* start Passage to read *

Looking back, I accidentally pulled my first all-nighter in fifth grade. When my parents went to bed, I told them I just had to copy my essay one more time - yes, I am a dinosaur who had to write my essays in cursive and hand-draw any illustrations. I kept finishing, seeing a small error or drawing I could do better, and redoing the whole paper, until I heard my father's alarm clock go off. I still have that essay - it looks childish next to what kids can produce today with computers, but the writing was excellent.
When I was in high school, most finals included essays, often heavily weighted, and you couldn't do a bunch of revision and still finish on time. So tests during the year also included essays. Organization, coherent presentation of ideas, error-free grammar and spelling - all the elements of good writing had to be present in first drafts to do well on those tests. Again, this was all hand-written - no word processing to make corrections quickly and cleanly. It was excellent training; my first drafts are usually clean - especially when I'm working on the computer.

* end Passage to read *
* start Dataset rows *

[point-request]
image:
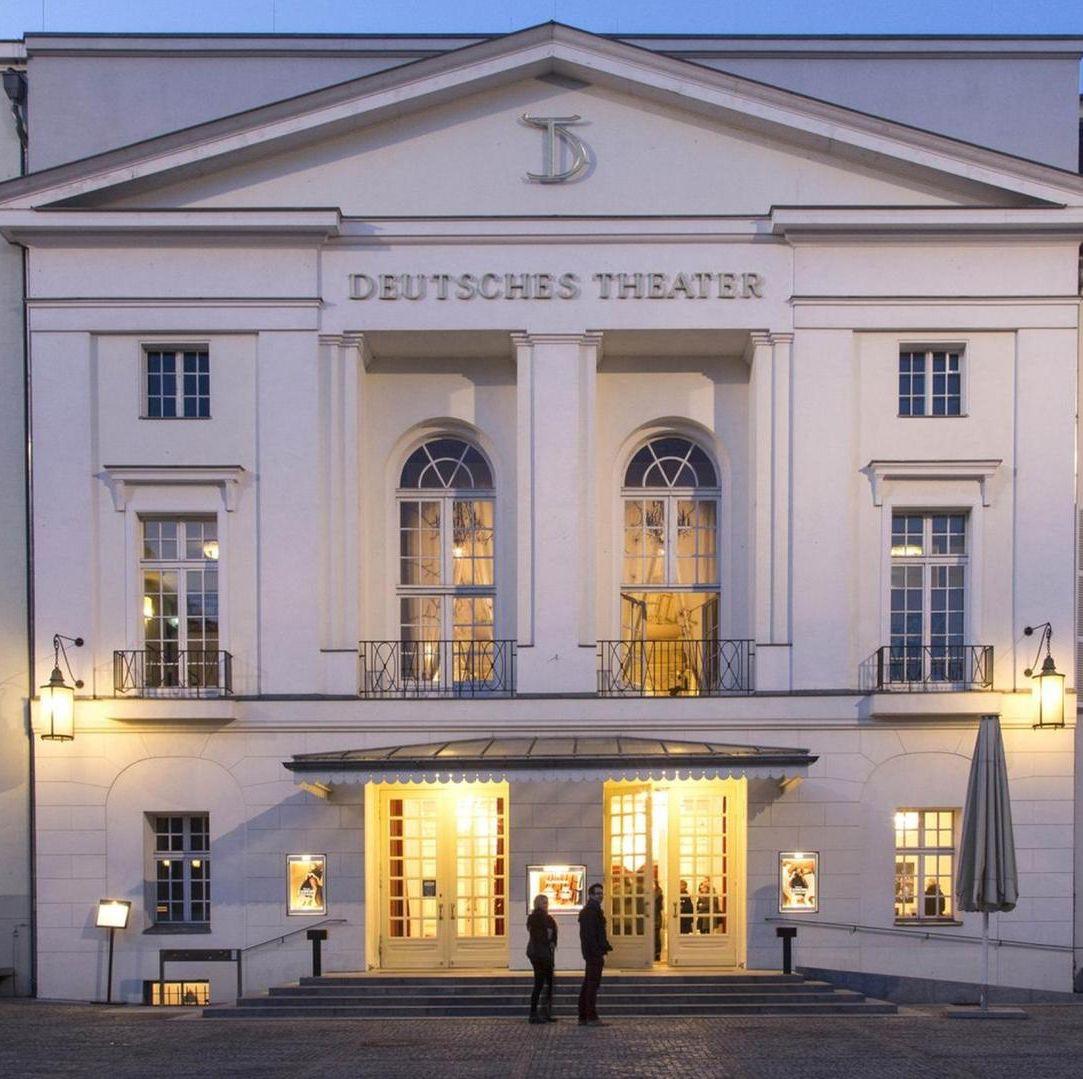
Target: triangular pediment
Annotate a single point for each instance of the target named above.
(445, 137)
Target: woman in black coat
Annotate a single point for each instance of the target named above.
(542, 952)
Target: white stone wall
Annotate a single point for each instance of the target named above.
(14, 758)
(94, 795)
(317, 399)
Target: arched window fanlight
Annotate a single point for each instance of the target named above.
(446, 464)
(670, 462)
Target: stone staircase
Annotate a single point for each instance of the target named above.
(507, 996)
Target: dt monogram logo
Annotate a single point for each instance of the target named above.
(556, 130)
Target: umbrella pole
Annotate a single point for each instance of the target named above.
(984, 960)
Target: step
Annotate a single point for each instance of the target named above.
(562, 985)
(498, 1000)
(639, 1010)
(527, 979)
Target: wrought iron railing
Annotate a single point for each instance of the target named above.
(172, 672)
(918, 667)
(675, 667)
(436, 667)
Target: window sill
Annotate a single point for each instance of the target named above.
(926, 921)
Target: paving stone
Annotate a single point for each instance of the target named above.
(40, 1039)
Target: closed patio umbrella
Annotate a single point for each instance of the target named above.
(987, 879)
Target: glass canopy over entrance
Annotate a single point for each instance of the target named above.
(602, 756)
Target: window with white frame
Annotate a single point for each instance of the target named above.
(928, 598)
(177, 384)
(930, 382)
(446, 585)
(179, 576)
(924, 865)
(181, 868)
(669, 577)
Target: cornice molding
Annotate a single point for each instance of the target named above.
(878, 471)
(121, 480)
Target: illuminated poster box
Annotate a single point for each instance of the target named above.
(563, 884)
(798, 882)
(307, 884)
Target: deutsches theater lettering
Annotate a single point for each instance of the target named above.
(703, 285)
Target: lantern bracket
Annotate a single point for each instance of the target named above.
(60, 650)
(1046, 635)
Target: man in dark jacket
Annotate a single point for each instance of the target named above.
(595, 946)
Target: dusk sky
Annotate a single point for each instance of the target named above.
(622, 16)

* end Dataset rows *

**What is asked**
Copy out the full account of school essay writing word for word.

**Answer below**
Looking back, I accidentally pulled my first all-nighter in fifth grade. When my parents went to bed, I told them I just had to copy my essay one more time - yes, I am a dinosaur who had to write my essays in cursive and hand-draw any illustrations. I kept finishing, seeing a small error or drawing I could do better, and redoing the whole paper, until I heard my father's alarm clock go off. I still have that essay - it looks childish next to what kids can produce today with computers, but the writing was excellent.
When I was in high school, most finals included essays, often heavily weighted, and you couldn't do a bunch of revision and still finish on time. So tests during the year also included essays. Organization, coherent presentation of ideas, error-free grammar and spelling - all the elements of good writing had to be present in first drafts to do well on those tests. Again, this was all hand-written - no word processing to make corrections quickly and cleanly. It was excellent training; my first drafts are usually clean - especially when I'm working on the computer.